Copy every one of the records below word for word, leaving out the pictures.

========================================

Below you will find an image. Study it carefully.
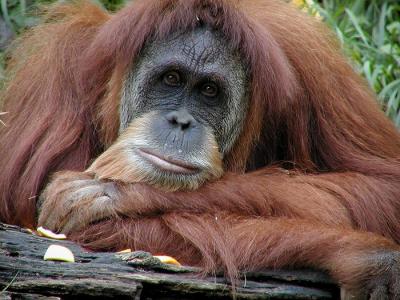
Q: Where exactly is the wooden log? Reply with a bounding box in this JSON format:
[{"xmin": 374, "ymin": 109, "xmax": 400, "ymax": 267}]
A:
[{"xmin": 0, "ymin": 223, "xmax": 339, "ymax": 300}]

========================================

(Complete answer):
Below you will find an image. Study it carefully.
Q: Where exactly is the wooden log? Reply with a bounding box in this JSON format:
[{"xmin": 374, "ymin": 109, "xmax": 400, "ymax": 267}]
A:
[{"xmin": 0, "ymin": 223, "xmax": 339, "ymax": 300}]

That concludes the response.